─── Selection ───

- VHS release poster by Gativideo
- Spanish: Atracción peculiar
- Directed by: Enrique Carreras
- Written by: Juan Carlos Mesa
- Starring: Alberto Olmedo; Jorge Porcel; Silvia Pérez; Tincho Zabala; Beatriz Taibo; Beatriz Salomón;
- Cinematography: Victor Hugo Caula
- Edited by: Eduardo López; Miguel López;
- Music by: Mike Rivas
- Distributed by: Aries Cinematográfica Argentina
- Release date: March 3, 1988 (Argentina);
- Running time: 90 minutes
- Country: Argentina
- Language: Spanish

= Peculiar Attraction =

Peculiar Attraction (Atracción peculiar) is a 1988 Argentine comedy film directed by Enrique Carreras, written by Juan Carlos Mesa, and starring Alberto Olmedo and Jorge Porcel. Shot during the Summer of 1987/88 in Mar del Plata, it was the last feature film appearance in Alberto Olmedo's career. It was released on March 3, 1988, two days before Olmedo's death in Mar del Plata.

───

Can you recast the paragraph of the film entry that begins "Peculiar Attraction (Atracción peculiar) is a 1988" as a short bulleted list that keeps its main facts? The lines play no part in this work.

─── Recorded information ───

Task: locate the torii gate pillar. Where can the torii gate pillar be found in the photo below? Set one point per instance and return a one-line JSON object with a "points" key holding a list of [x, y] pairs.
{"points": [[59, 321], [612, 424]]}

───

Result of the task
- 1988 Argentine comedy film directed by Enrique Carreras and written by Juan Carlos Mesa
- Stars Alberto Olmedo and Jorge Porcel
- Shot in Mar del Plata during the Summer of 1987/88
- Alberto Olmedo's last feature film appearance
- Released March 3, 1988, two days before Olmedo died in Mar del Plata